**BRIEF 1:** Transcribe the listing exactly, beginning at the line that contains "Task: locate the deciduous" and stopping after the last line of the listing.

**TEXT BLOCK:**

Fake Rocket Scientist, Actual Real-Time Systems Engineer

Recorded at Domain-Driven Design 2016, January 26-29, Brussels



Bio

Brian Troutwine is a software engineer with a focus on fault tolerant, real-time and critical systems. His professional focus is in automated control in domains where human interaction is too slow but human oversight of machines is paramount. Brian has previously spoken on telemetry gathering and interpretation at Erlang Factory Berlin and on the design of functional languages at QCon San Francisco. He is a senior engineer on the AdRoll Real-Time Bidding project.

Talk: The Charming Genius of the Apollo Guidance Computer

The Apollo Guidance Computer was a sophisticated fly-by-wire system, interactive with flight crew, with mission control and capable of automatic flight as directed. It was a general purpose, integrated-circuit computer and the programming group for the machine invented wholesale many modern techniques of critical embedded software. This machine whose function was so sophisticated, whose programming environment admitted modern techniques was made of hand-threaded ropes of copper, had a mere 36,864 words of memory and a 2MHz clock. Astronauts were limited to the DSKY, a numeric display and keypad that comprised the whole of their UI.

Even so, Astronauts came to regard the AGC as another crew member, as helpful and trustworthy as their human compatriots. In every Apollo flight the Guidance Computer fulfilled its vital role.

In this talk we'll examine the architecture of the Apollo Guidance Computer and how its software engineers coaxed a limited device into doing so much. We'll explore how AGC integrated with the flight hardware and how the evolution in the spacecraft and evolving mission demands changed the AGC. Though the hardware is archaic, we'll see that the techniques invented to program it and the overall system integration designs are perfectly in step with and of interest to our own time.

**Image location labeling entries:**
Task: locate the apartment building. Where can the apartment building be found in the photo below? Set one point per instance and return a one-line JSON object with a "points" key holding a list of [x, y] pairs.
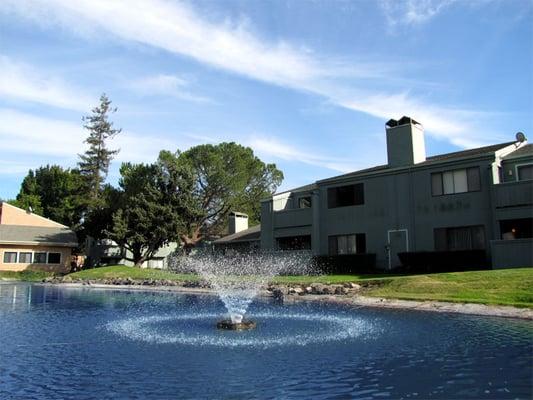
{"points": [[477, 199]]}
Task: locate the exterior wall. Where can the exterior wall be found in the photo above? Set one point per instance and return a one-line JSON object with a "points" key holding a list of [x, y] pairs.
{"points": [[403, 200], [10, 215], [509, 172], [512, 253], [66, 253]]}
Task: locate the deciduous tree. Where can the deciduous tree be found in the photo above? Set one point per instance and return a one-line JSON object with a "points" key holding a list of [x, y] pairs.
{"points": [[227, 177]]}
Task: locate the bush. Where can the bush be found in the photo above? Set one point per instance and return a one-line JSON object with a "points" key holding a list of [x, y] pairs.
{"points": [[443, 261], [347, 264]]}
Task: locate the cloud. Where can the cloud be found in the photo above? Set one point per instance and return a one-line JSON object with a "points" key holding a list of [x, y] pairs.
{"points": [[269, 147], [45, 138], [405, 12], [176, 28], [166, 85], [19, 81]]}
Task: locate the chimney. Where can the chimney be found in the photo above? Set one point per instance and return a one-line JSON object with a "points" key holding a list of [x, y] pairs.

**BRIEF 2:** Restate word for word the passage of the Apollo talk page that begins at the words "Even so, Astronauts" and stops after "our own time.".

**RIGHT ANSWER 1:**
Task: locate the deciduous tree. Where can the deciduous tree be found in the photo above? Set one point per instance and return a one-line JSON object with a "points" key holding a list of [x, y] pairs.
{"points": [[227, 177]]}
Task: locate the bush. Where can the bush be found in the photo above? Set one point per instance and return a one-line JSON object with a "points" key holding a list of [x, y] pairs.
{"points": [[443, 261], [347, 264]]}
Task: locate the cloud. Where can the cloud be found in the photo above? Set one point per instance and return a one-line JSON object with a "points" key holding a list of [x, y] pairs.
{"points": [[269, 147], [45, 138], [405, 12], [176, 28], [166, 85], [19, 81]]}
Task: locate the chimney. Where can the chimney be found in the photo above? Set one point per instance and return a one-line JSON object with a "points" key holding a list of [x, y] pairs.

**RIGHT ANSWER 2:**
Even so, Astronauts came to regard the AGC as another crew member, as helpful and trustworthy as their human compatriots. In every Apollo flight the Guidance Computer fulfilled its vital role.

In this talk we'll examine the architecture of the Apollo Guidance Computer and how its software engineers coaxed a limited device into doing so much. We'll explore how AGC integrated with the flight hardware and how the evolution in the spacecraft and evolving mission demands changed the AGC. Though the hardware is archaic, we'll see that the techniques invented to program it and the overall system integration designs are perfectly in step with and of interest to our own time.